====== Teks Sumber ======

Gambar : cdn.idntimes.com |
Nama dan Nasab
Beliau bernama Muhammad
dengan kun-yah Abu Abdillah. Nasab beliau secara lengkap adalah Muhammad bin
Idris bin al-‘Abbas bin ‘Utsman bin Syafi‘ bin as-Saib bin ‘Ubayd bin ‘Abdu
Zayd bin Hasyim bin al-Muththalib bin ‘Abdu Manaf bin Qushay. Nasab beliau
bertemu dengan nasab Rasulullah pada diri ‘Abdu Manaf bin Qushay. Dengan
begitu, beliau masih termasuk sanak kandung Rasulullah karena masih terhitung
keturunan paman-jauh beliau , yaitu Hasyim bin al-Muththalib.
Bapak beliau, Idris,
berasal dari daerah Tibalah (Sebuah daerah di wilayah Tihamah di jalan menuju
ke Yaman). Dia seorang yang tidak berpunya. Awalnya dia tinggal di Madinah lalu
berpindah dan menetap di ‘Asqalan (Kota tepi pantai di wilayah Palestina) dan
akhirnya meninggal dalam keadaan masih muda di sana. Syafi‘, kakek dari kakek
beliau, -yang namanya menjadi sumber penisbatan beliau (Syafi‘i)- menurut
sebagian ulama adalah seorang sahabat shigar (yunior) Nabi. As-Saib, bapak
Syafi‘, sendiri termasuk sahabat kibar (senior) yang memiliki kemiripan fisik
dengan Rasulullah saw. Dia termasuk dalam barisan tokoh musyrikin Quraysy dalam
Perang Badar. Ketika itu dia tertawan lalu menebus sendiri dirinya dan
menyatakan masuk Islam.
Para ahli sejarah dan ulama
nasab serta ahli hadits bersepakat bahwa Imam Syafi‘i berasal dari keturunan
Arab murni. Imam Bukhari dan Imam Muslim telah memberi kesaksian mereka akan
kevalidan nasabnya tersebut dan ketersambungannya dengan nasab Nabi, kemudian
mereka membantah pendapat-pendapat sekelompok orang dari kalangan Malikiyah dan
Hanafiyah yang menyatakan bahwa Imam Syafi‘i bukanlah asli keturunan Quraysy
secara nasab, tetapi hanya keturunan secara wala’ saja.

====== Data Baris ======

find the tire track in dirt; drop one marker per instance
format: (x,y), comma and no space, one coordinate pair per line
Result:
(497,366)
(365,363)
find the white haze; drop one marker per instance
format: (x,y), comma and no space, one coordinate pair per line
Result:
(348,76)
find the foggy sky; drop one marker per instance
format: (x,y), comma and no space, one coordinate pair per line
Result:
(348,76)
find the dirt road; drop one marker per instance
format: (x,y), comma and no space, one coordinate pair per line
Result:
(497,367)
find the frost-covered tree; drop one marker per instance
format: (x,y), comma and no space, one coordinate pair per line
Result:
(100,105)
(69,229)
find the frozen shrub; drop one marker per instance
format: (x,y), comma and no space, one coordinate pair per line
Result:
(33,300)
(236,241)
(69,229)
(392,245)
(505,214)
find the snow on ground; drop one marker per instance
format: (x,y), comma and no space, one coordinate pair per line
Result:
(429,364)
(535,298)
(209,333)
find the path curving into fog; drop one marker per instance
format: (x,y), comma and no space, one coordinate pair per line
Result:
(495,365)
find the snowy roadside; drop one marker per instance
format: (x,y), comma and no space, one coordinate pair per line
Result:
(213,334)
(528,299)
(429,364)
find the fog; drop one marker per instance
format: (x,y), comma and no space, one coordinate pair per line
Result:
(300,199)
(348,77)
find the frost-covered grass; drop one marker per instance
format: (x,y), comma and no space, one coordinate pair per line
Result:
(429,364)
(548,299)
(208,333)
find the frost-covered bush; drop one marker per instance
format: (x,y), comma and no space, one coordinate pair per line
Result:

======
====== Data Baris ======

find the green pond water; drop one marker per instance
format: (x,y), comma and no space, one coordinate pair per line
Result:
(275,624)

======

### Ketentuan Latihan
1. Menurut teks tentang nasab Imam Syafi‘i, di kota mana Idris, bapak beliau, akhirnya menetap dan meninggal?
2. Apakah pernyataan-pernyataan ini sesuai dengan teks tentang nasab Imam Syafi‘i? Jawab ya atau tidak untuk masing-masing, disertai kutipan kata-kata penentunya dari teks.
(a) Nasab Imam Syafi‘i bertemu dengan nasab Rasulullah pada diri ‘Abdu Manaf bin Qushay.
(b) Idris, bapak Imam Syafi‘i, adalah orang yang berharta.
(c) As-Saib berada di pihak kaum muslimin dalam Perang Badar.
3. Ringkaslah teks tentang nasab Imam Syafi‘i dalam dua kalimat.
Baris-baris data tidak diperlukan sama sekali di sini.

### Hasil
1. Di ‘Asqalan, kota tepi pantai di wilayah Palestina.

2.
(a) Ya: "Nasab beliau bertemu dengan nasab Rasulullah pada diri ‘Abdu Manaf bin Qushay."
(b) Tidak: "Dia seorang yang tidak berpunya."
(c) Tidak: "Dia termasuk dalam barisan tokoh musyrikin Quraysy dalam Perang Badar."

3. Imam Syafi‘i bernama Muhammad bin Idris dengan kun-yah Abu Abdillah, dan nasabnya bertemu dengan nasab Rasulullah pada diri ‘Abdu Manaf bin Qushay. Para ahli sejarah, ulama nasab, dan ahli hadits sepakat bahwa beliau keturunan Arab murni, sedangkan Imam Bukhari dan Imam Muslim menegaskan kevalidan nasabnya serta membantah pendapat sekelompok Malikiyah dan Hanafiyah bahwa beliau hanya keturunan Quraysy secara wala’.